Given entries —
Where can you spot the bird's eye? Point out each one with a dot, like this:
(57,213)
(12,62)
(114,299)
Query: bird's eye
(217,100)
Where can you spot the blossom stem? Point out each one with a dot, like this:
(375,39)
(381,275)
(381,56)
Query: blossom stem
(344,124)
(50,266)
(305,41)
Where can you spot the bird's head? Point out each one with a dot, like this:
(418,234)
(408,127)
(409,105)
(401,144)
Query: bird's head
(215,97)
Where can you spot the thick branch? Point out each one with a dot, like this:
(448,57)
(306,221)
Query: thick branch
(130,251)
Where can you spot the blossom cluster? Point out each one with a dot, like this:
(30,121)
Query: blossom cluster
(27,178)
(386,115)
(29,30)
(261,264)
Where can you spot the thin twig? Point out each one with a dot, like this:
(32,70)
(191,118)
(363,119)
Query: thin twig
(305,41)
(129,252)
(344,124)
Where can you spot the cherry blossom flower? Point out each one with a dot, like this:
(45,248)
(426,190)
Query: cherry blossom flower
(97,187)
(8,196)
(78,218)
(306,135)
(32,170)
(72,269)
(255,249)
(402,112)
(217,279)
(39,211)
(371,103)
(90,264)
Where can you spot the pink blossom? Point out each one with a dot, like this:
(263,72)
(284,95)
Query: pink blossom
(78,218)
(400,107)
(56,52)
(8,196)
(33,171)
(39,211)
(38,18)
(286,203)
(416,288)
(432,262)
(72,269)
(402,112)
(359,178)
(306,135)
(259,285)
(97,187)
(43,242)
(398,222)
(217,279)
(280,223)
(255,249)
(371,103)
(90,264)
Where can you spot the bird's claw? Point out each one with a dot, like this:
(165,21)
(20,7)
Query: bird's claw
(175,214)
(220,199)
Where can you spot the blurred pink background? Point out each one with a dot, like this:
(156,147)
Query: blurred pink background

What you will do — Copy each entry exactly, with nothing added or dropped.

Written reply —
Where can you spot the bird's eye? Point out each one with a dot, like this:
(57,213)
(12,62)
(114,299)
Query: bird's eye
(217,100)
Where can you spot the blossom stem? Point out each one with a dot, like this:
(375,39)
(381,275)
(381,56)
Query: blossom stem
(344,124)
(50,266)
(305,41)
Where can you spot the bird's head? Point out each one with a dot, like this:
(418,234)
(408,127)
(409,105)
(401,144)
Query: bird's head
(215,97)
Where can you spot the thick branch? Point out each one with a dot, like this:
(448,57)
(306,221)
Query: thick branch
(130,251)
Where can you spot the blossom cluster? Point out each one with a dot, like this:
(30,121)
Query: blossom cluster
(27,178)
(386,115)
(29,30)
(261,264)
Where can you spot the thin twig? Point out each one with a dot, like this:
(32,70)
(191,118)
(363,119)
Query: thin twig
(305,41)
(129,252)
(344,124)
Where can you spot the cherry blossom flower? Point out each one with a dot, like this:
(45,248)
(426,190)
Query: cherry blossom flower
(97,187)
(8,196)
(78,218)
(306,135)
(32,170)
(72,269)
(255,249)
(402,112)
(217,279)
(39,211)
(371,103)
(90,264)
Where can you spot the pink blossom? Point out each one with a dot, like this:
(263,72)
(284,95)
Query: pink blossom
(78,218)
(400,107)
(56,52)
(8,196)
(33,171)
(39,211)
(38,18)
(286,203)
(416,288)
(432,262)
(72,269)
(402,112)
(359,178)
(306,135)
(259,285)
(97,187)
(43,242)
(398,222)
(217,279)
(280,223)
(255,249)
(371,103)
(90,264)
Where can you spot the bird's claw? Point out each one with a dot, like this:
(165,21)
(20,7)
Query: bird's claw
(175,214)
(220,199)
Where can you spot the blurred pink background? Point out each one with a dot, like this:
(156,147)
Query: blurred pink background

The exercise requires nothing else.